§ Что нужно сделать: Отредактируйте записи от строки с «In the photo above, where can the white wall» до строки с «column 189, row 301» включительно, заменив «white wall tile» на «white bathroom tile» и ничего больше не меняя. Выведите только эти строки.

§ Рабочие данные:
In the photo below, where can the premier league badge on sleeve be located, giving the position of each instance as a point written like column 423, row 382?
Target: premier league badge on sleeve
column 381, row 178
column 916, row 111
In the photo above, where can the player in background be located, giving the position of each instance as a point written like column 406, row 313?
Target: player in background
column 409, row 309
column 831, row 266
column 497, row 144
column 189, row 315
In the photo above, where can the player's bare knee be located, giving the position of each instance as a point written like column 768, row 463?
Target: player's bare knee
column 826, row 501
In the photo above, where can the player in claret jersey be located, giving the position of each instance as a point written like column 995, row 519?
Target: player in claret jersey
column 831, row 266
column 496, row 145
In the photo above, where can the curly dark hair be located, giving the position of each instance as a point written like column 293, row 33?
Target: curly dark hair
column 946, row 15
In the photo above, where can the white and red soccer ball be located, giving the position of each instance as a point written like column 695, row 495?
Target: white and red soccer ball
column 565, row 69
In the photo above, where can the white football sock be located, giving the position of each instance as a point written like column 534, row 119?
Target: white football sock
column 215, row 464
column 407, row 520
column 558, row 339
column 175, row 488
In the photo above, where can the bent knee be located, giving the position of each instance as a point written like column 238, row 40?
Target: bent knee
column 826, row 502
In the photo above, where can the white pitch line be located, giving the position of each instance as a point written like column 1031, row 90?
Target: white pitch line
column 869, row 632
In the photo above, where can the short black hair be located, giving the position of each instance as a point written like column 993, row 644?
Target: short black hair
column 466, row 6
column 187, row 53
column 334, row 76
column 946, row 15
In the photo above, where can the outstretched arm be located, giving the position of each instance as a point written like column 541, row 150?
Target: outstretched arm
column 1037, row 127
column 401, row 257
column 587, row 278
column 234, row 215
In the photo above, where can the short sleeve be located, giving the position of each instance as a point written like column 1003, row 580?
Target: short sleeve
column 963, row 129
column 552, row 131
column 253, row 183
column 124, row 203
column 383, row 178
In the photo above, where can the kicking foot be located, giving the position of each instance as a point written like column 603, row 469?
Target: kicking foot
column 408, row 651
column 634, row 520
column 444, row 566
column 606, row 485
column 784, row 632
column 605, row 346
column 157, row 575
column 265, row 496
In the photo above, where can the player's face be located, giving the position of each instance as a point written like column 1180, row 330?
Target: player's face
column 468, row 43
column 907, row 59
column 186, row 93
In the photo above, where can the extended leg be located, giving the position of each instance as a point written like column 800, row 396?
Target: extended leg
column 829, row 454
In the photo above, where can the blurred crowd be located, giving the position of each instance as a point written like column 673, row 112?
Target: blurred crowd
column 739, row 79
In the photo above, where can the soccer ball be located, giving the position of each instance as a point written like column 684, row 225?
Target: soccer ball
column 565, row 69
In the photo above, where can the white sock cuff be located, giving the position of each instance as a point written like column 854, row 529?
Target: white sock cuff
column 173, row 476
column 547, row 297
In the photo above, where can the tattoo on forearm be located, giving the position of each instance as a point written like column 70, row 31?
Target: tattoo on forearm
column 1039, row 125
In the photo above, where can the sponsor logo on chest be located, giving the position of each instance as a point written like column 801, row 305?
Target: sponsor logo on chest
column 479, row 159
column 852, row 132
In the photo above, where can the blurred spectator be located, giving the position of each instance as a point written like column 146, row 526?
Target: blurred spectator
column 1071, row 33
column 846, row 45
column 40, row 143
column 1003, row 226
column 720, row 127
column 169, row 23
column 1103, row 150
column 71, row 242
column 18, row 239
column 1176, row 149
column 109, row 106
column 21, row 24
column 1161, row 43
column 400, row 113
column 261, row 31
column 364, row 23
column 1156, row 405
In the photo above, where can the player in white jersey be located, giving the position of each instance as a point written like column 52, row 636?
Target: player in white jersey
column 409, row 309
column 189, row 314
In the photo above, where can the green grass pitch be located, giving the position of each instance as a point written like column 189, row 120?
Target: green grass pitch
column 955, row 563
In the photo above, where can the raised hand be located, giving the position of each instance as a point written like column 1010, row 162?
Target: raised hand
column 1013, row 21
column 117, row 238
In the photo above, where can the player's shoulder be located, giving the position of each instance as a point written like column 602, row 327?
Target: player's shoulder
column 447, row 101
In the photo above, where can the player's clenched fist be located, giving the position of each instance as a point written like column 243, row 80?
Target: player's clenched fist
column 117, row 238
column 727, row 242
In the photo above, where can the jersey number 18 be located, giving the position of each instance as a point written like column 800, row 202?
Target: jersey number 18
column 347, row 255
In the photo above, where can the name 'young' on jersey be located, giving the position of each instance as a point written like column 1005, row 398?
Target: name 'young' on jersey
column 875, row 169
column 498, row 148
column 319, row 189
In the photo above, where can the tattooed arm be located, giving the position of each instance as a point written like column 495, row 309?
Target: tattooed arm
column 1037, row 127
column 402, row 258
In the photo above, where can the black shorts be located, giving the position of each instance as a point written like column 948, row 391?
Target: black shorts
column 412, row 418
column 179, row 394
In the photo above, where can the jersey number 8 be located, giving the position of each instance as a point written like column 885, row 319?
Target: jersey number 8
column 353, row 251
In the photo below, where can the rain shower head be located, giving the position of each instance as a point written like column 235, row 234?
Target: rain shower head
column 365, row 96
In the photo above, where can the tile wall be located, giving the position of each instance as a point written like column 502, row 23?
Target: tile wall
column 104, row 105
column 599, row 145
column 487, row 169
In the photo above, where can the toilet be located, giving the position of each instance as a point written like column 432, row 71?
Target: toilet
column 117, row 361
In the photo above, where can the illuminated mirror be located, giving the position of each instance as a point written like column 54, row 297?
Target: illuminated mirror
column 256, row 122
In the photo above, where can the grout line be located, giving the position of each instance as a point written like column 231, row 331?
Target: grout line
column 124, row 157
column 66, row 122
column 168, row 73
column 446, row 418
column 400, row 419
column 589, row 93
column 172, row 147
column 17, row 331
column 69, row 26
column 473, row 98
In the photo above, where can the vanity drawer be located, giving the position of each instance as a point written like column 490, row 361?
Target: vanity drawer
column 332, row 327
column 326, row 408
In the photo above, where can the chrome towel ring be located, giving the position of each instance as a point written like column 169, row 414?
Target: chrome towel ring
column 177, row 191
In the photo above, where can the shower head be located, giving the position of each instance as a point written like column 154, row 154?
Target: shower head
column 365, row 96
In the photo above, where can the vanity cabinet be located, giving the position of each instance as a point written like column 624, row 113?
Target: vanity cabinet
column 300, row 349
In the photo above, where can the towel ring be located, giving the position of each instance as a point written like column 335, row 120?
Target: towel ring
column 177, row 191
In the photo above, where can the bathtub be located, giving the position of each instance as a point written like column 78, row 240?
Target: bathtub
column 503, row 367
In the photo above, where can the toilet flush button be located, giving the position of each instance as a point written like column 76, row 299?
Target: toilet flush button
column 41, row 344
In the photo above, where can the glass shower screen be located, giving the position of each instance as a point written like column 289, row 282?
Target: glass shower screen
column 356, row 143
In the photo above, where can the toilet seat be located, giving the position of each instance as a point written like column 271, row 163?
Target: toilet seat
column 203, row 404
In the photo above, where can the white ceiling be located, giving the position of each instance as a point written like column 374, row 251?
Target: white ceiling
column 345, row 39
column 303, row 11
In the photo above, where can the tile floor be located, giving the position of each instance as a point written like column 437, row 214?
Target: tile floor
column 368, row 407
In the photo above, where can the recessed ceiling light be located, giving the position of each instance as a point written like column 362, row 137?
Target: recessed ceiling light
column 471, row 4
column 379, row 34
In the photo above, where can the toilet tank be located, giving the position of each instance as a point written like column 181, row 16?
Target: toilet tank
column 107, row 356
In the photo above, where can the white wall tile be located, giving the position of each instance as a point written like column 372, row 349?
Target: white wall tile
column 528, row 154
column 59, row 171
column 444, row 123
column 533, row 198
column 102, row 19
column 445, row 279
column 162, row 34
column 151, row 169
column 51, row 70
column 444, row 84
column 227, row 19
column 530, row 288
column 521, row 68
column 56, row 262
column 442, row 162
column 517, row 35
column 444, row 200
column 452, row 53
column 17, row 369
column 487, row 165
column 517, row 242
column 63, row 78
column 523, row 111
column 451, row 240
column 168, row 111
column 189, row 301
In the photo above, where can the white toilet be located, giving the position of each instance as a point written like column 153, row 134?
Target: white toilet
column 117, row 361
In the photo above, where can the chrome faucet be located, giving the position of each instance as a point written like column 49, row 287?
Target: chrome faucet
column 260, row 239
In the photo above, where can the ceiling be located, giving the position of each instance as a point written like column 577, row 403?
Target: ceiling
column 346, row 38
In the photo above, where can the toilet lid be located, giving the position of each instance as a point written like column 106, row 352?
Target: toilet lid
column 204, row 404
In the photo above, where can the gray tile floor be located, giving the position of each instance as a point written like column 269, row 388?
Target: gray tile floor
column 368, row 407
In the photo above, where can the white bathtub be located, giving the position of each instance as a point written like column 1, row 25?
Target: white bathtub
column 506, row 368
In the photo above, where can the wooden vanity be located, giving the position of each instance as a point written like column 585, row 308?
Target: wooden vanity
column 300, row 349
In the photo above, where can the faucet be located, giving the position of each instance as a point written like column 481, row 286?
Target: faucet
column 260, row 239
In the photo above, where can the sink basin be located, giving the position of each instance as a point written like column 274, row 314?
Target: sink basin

§ Решение задачи:
In the photo above, where can the white bathroom tile be located, giving the position of each instance as a point written like column 372, row 349?
Target: white bathroom tile
column 528, row 154
column 59, row 171
column 444, row 123
column 533, row 198
column 102, row 19
column 445, row 279
column 162, row 34
column 151, row 169
column 51, row 70
column 444, row 84
column 227, row 19
column 530, row 288
column 521, row 68
column 56, row 262
column 442, row 162
column 517, row 35
column 444, row 200
column 452, row 53
column 17, row 369
column 487, row 165
column 517, row 242
column 63, row 78
column 523, row 111
column 451, row 240
column 168, row 111
column 189, row 301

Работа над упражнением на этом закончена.